Object position labeling rows
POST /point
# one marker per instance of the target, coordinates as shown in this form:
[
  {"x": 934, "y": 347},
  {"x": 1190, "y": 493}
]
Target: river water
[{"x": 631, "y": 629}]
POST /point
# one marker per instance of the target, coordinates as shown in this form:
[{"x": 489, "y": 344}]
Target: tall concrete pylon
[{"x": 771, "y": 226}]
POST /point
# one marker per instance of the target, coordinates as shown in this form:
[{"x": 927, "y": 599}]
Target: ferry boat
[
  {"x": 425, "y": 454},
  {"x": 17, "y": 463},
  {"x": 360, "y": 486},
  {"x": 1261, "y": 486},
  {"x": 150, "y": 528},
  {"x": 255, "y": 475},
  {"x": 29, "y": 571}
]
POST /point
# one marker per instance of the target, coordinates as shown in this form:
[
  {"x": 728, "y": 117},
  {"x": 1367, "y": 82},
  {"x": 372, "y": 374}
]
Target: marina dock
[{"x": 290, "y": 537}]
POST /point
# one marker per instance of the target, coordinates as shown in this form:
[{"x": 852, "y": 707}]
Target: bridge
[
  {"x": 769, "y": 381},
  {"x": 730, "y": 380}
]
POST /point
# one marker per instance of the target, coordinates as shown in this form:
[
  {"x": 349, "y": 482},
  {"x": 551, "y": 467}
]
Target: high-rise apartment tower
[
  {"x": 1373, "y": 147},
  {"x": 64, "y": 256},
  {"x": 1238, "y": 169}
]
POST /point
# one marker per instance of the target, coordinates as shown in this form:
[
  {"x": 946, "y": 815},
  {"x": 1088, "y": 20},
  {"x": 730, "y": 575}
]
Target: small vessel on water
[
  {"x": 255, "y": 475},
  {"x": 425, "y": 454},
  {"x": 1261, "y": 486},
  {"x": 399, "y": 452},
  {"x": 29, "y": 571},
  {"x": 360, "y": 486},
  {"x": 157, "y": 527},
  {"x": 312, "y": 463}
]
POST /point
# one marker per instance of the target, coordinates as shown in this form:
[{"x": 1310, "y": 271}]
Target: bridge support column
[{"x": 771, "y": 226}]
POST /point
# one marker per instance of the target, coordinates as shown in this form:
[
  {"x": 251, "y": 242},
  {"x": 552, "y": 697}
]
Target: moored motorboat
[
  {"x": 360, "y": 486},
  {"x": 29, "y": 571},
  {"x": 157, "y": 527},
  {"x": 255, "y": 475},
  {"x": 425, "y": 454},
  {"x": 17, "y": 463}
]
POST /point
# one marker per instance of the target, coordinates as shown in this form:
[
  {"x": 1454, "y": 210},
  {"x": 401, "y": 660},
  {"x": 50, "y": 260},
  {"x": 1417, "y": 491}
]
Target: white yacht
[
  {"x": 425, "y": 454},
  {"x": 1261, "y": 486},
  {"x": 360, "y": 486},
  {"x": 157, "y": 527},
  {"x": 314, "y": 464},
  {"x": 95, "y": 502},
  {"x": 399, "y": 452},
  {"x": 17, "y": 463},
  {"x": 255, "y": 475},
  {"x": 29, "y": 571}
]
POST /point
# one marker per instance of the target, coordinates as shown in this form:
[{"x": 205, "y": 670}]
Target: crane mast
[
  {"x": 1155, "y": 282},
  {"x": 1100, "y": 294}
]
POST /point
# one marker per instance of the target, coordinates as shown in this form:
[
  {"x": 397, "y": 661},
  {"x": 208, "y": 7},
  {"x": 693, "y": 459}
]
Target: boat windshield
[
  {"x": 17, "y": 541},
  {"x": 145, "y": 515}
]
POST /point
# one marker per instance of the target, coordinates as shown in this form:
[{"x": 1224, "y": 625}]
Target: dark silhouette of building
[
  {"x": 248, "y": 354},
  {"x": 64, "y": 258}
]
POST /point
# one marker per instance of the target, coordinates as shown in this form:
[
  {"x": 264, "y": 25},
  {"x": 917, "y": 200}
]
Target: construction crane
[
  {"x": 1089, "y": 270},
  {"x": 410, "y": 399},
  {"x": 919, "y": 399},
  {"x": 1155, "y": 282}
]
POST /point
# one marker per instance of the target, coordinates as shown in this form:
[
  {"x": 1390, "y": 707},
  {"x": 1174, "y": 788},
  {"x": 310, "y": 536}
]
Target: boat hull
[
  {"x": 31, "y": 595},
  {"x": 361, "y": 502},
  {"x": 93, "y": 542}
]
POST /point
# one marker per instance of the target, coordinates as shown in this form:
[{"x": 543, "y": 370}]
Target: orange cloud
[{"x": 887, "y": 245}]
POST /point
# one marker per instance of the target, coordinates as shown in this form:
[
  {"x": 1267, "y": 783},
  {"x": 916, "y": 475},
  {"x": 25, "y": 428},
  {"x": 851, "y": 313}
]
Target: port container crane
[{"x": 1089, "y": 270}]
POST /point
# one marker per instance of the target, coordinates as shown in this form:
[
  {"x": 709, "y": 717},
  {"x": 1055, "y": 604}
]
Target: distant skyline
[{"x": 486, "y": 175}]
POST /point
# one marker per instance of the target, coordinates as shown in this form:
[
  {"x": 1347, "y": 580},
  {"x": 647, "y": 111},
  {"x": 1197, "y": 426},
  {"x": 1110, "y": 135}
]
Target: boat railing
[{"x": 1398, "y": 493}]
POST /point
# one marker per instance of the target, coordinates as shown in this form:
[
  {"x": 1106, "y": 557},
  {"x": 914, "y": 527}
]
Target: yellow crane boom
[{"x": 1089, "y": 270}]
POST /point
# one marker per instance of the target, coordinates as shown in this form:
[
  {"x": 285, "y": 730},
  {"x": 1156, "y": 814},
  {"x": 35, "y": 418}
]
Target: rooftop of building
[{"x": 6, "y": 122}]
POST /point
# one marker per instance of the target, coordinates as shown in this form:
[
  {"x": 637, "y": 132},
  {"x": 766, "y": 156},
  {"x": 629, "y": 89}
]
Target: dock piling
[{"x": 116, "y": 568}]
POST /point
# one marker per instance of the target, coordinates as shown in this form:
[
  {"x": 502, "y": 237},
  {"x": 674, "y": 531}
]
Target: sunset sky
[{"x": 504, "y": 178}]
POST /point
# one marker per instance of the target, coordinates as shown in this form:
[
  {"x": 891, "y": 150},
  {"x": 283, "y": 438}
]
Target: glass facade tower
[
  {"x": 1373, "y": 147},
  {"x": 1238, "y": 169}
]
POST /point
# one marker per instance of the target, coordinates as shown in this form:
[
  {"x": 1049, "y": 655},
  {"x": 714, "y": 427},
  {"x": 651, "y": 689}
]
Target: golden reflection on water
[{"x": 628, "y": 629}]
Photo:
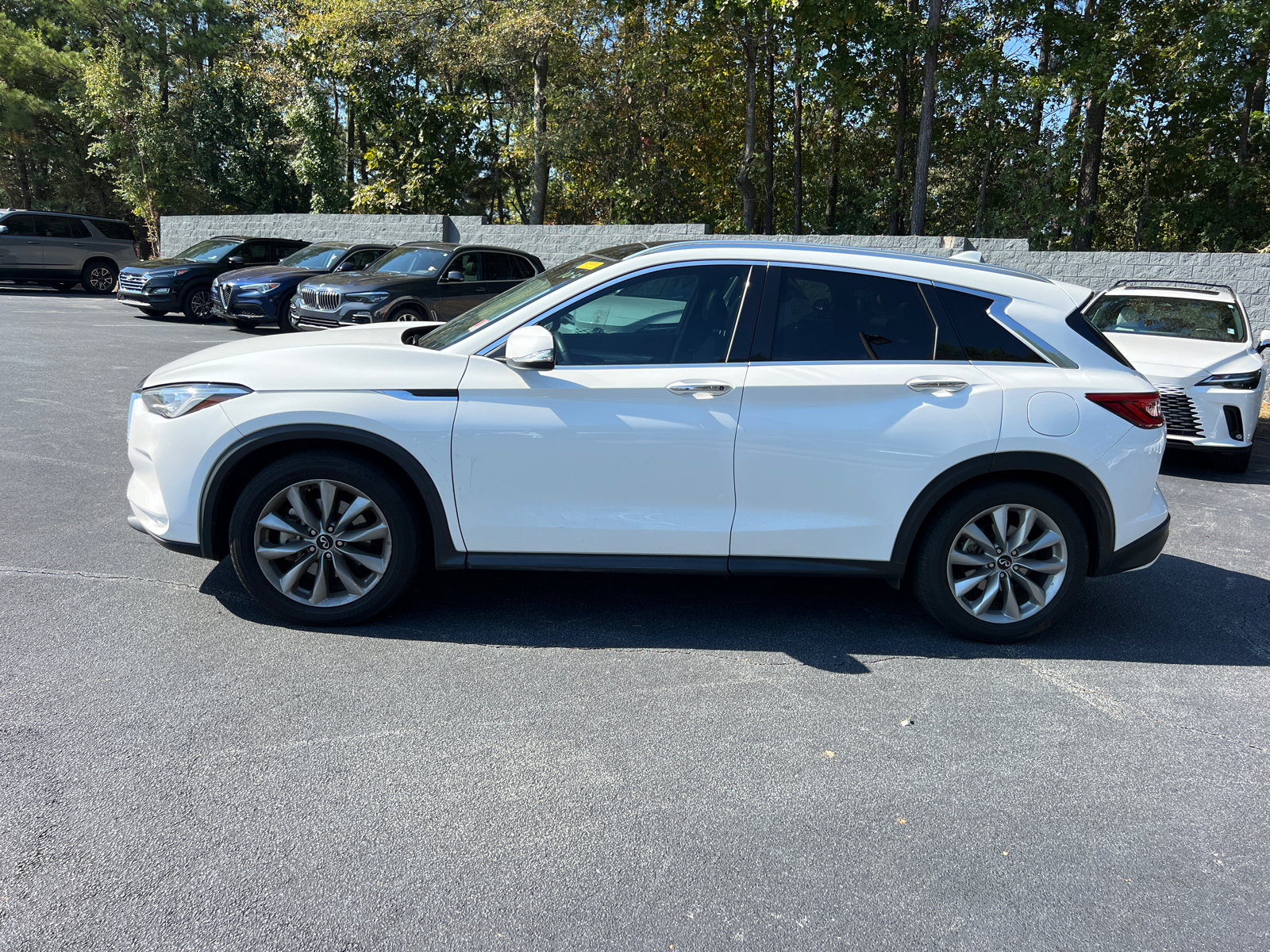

### AIM
List every line in the rows above that contains the string "building", matching case exactly.

### RESULT OF THE TASK
Target: dark silhouette of building
Target: rooftop of building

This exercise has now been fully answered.